§ **Short problem**
Please return every row below word for word, leaving out the pictures.

Photo-based point labeling data
┌──
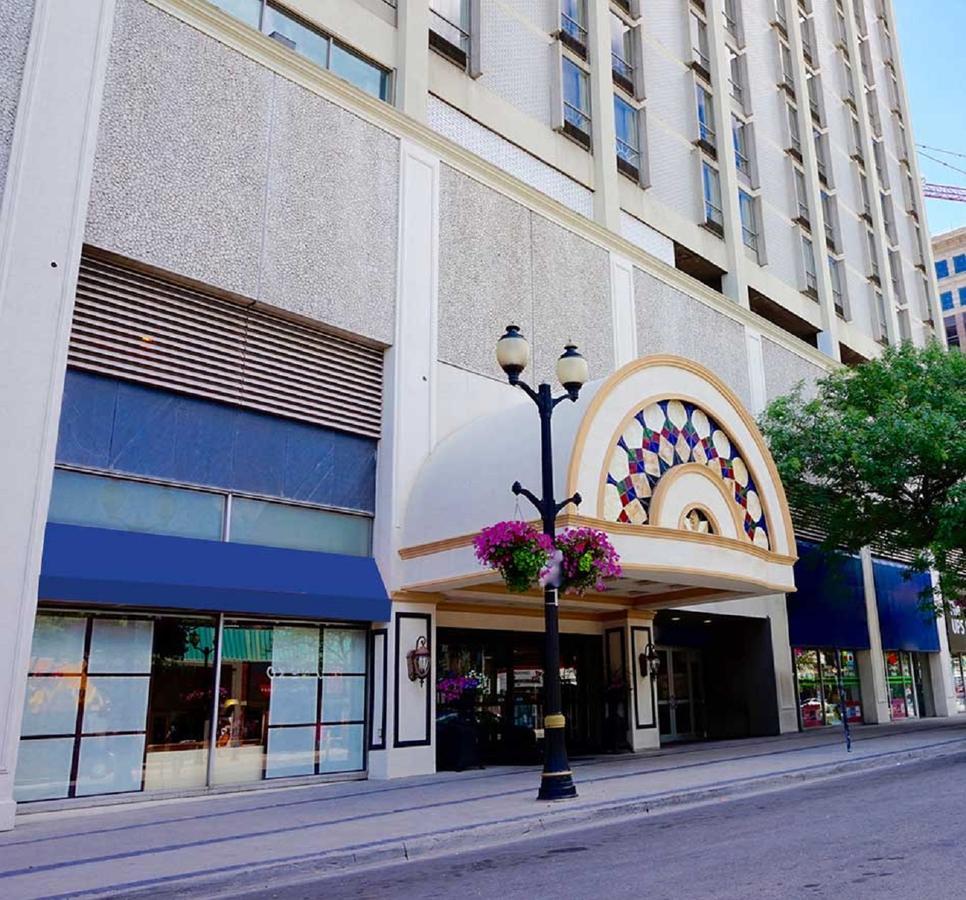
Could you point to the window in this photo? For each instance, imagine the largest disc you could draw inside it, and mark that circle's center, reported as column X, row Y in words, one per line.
column 808, row 258
column 705, row 106
column 838, row 290
column 699, row 46
column 787, row 69
column 622, row 53
column 801, row 197
column 880, row 321
column 573, row 25
column 628, row 138
column 829, row 213
column 739, row 132
column 794, row 133
column 711, row 185
column 749, row 220
column 449, row 29
column 311, row 43
column 736, row 79
column 576, row 102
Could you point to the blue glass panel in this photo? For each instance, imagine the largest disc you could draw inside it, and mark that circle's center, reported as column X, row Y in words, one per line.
column 94, row 500
column 298, row 527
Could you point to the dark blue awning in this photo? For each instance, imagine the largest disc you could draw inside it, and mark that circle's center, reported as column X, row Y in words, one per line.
column 99, row 565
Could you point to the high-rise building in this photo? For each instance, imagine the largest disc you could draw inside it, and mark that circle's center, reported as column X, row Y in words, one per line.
column 949, row 252
column 254, row 260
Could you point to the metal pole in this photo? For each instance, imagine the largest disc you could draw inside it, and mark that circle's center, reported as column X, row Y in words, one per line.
column 557, row 780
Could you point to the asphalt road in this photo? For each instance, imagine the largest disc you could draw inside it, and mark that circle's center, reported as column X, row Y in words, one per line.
column 894, row 833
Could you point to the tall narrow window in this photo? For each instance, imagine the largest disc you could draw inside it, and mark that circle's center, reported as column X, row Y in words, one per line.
column 576, row 102
column 711, row 185
column 808, row 259
column 628, row 138
column 573, row 25
column 705, row 107
column 749, row 221
column 622, row 53
column 449, row 29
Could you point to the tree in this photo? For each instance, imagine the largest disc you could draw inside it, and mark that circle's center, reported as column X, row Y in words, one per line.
column 878, row 456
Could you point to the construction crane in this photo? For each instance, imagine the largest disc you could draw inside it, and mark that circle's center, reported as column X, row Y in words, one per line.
column 943, row 192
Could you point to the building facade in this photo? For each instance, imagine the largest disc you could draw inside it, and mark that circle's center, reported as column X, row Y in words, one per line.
column 254, row 259
column 949, row 251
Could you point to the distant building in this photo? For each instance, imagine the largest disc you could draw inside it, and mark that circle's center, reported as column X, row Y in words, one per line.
column 949, row 250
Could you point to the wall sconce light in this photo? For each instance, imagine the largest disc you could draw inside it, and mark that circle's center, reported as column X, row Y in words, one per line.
column 649, row 661
column 418, row 661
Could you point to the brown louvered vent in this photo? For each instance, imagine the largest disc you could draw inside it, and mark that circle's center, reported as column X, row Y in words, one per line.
column 144, row 328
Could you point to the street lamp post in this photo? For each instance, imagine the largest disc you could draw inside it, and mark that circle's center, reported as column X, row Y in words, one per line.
column 513, row 354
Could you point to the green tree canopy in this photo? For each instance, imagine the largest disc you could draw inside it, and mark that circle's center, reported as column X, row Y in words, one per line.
column 878, row 457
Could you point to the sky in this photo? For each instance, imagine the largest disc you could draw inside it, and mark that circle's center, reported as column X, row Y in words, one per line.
column 930, row 40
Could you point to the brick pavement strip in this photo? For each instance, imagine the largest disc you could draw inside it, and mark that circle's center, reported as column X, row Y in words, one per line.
column 228, row 841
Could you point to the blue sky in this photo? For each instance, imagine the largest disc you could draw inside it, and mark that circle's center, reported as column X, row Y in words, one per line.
column 930, row 37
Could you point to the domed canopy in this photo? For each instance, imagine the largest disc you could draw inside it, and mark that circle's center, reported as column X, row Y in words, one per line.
column 668, row 463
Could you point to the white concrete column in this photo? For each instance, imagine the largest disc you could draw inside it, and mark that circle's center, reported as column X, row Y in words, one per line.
column 734, row 282
column 409, row 421
column 412, row 75
column 410, row 736
column 875, row 693
column 603, row 129
column 941, row 668
column 622, row 310
column 782, row 661
column 42, row 218
column 643, row 729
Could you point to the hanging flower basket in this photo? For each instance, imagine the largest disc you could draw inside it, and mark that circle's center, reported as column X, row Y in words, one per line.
column 581, row 559
column 588, row 560
column 517, row 550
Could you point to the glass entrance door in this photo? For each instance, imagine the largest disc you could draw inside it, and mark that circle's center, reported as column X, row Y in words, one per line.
column 680, row 699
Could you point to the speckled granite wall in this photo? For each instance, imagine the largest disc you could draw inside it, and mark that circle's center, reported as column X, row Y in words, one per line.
column 669, row 321
column 15, row 20
column 210, row 166
column 784, row 370
column 499, row 263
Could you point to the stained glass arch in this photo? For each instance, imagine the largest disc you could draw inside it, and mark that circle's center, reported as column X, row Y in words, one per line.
└──
§ **Full solution**
Could you point to the window in this photo? For each instance, imagine the largest disc you could draw inside it, and mark that circle's center, reported as column X, row Y in words, one per line.
column 808, row 258
column 705, row 106
column 838, row 290
column 699, row 46
column 787, row 69
column 622, row 53
column 801, row 197
column 880, row 321
column 573, row 25
column 628, row 138
column 829, row 213
column 739, row 132
column 794, row 133
column 711, row 185
column 749, row 220
column 449, row 29
column 311, row 43
column 736, row 79
column 576, row 102
Could you point to the blue glass panel in this photo? For each instance, imagine the largest disc you could draw inside it, and mark that circle's center, reported as column X, row Y in words, one per line.
column 94, row 500
column 298, row 527
Could you point to the dark blue awning in this photo? For each instance, imagine the largest disc you could draw inside it, and mark that circle's center, reported as column X, row Y in words, one per line.
column 99, row 565
Could you point to the high-rise building in this photo? For each instance, imagine the largest disc you could draw inside it, and mark that circle's center, reported as column X, row Y in words, one per line.
column 949, row 252
column 254, row 260
Could you point to the metal pole in this photo? For each instance, imagine the largest disc you could draw inside it, and mark that circle's center, reported as column X, row Y in words, one per line.
column 557, row 780
Could you point to the asphalt road in this photo? For each instance, imagine the largest disc you could draw inside it, and mark that circle's center, reported as column X, row Y in words, one per line.
column 894, row 833
Could you point to the tall narrow window in this photo? For each instance, imagine the largest disc you could draw inside it, and mark that circle's center, reported as column X, row Y in words, one per line.
column 576, row 102
column 711, row 185
column 808, row 259
column 628, row 138
column 573, row 25
column 705, row 107
column 749, row 221
column 622, row 53
column 449, row 29
Could you point to the tree in this photo? For each instance, imagine the largest disc you could draw inside it, and mark that circle's center, reported as column X, row Y in words, one per line.
column 878, row 456
Could you point to the construction crane in this photo? For each instance, imagine the largest disc you could draw inside it, and mark that circle's center, reported as column X, row Y in words, one per line.
column 943, row 192
Could you point to the building facade in this photo? For each instance, imagine the largest disc you could draw inside it, and mark that circle's center, reported as column X, row Y in words, one per line.
column 254, row 259
column 949, row 251
Could you point to the distant building in this photo? For each instance, imagine the largest disc you could draw inside it, and mark that circle's center, reported as column X, row Y in words, one per line.
column 949, row 250
Could you point to the wall sconce light in this photo? For each instance, imagine the largest disc you could draw inside it, and mark that circle's center, reported as column X, row Y in words, one per line.
column 649, row 661
column 418, row 661
Could you point to the brown louvered vent in this photo? For each instance, imagine the largest disc you could draw inside it, and mark that circle's center, reported as column X, row Y in words, one per line.
column 144, row 328
Could you point to the street lamp post in this photo? For each instance, imagine the largest disc you could draw inside it, and mark that circle's center, reported as column X, row Y in words, one per line.
column 513, row 354
Could you point to the green tree canopy in this photo? For each instance, imagine the largest disc you could draw inside it, and mark that circle's center, reported as column X, row Y in words, one per line.
column 878, row 457
Could you point to the sky in this photo? For each instance, imagine the largest disc you could draw inside it, and mark that circle's center, reported as column X, row Y in words, one per line.
column 930, row 40
Could you point to the brick pavement strip in this photo? For each instance, imagine the largest disc you could draw inside it, and mark that circle's center, reported as column X, row Y in words, one per line.
column 228, row 841
Could you point to the blue sky in this photo? For each instance, imagine the largest disc you could draw inside it, and mark that circle's center, reported as column X, row Y in words, one per line.
column 930, row 37
Could you point to the domed canopy in this photo? For each instance, imagine the largest disc you could draw inside it, and mark that circle's center, reported as column X, row Y in words, one per line.
column 668, row 463
Could you point to the white concrete column in this photo? For each instance, imagine the largest disc you could draw inside it, and mark that circle's center, reported as column X, row Y in words, one per line.
column 734, row 282
column 409, row 421
column 412, row 75
column 410, row 736
column 875, row 693
column 603, row 129
column 941, row 668
column 622, row 310
column 782, row 661
column 42, row 218
column 643, row 729
Could you point to the hanging flower basket in this photo? For each instance, imagine the largest disc you could draw inside it, and mark that circle's center, reported as column X, row Y in words, one per line.
column 581, row 559
column 588, row 560
column 517, row 550
Could you point to the glass entrance door in this photo? For each instance, imagine the largest disc you could draw inside it, and mark that circle's center, reported as column X, row Y in words, one per line.
column 680, row 699
Could you point to the speckled granite wall in this photo? For each instance, imagine the largest disc you could draw inside it, and mark that circle's center, reported as column X, row Y in words, one per line.
column 669, row 321
column 15, row 20
column 210, row 166
column 784, row 370
column 499, row 263
Could you point to the stained glass arch in this photo? For each instance, imagine the largest disc you could draw inside it, and mark that circle's center, reported as column X, row Y in words, one per line.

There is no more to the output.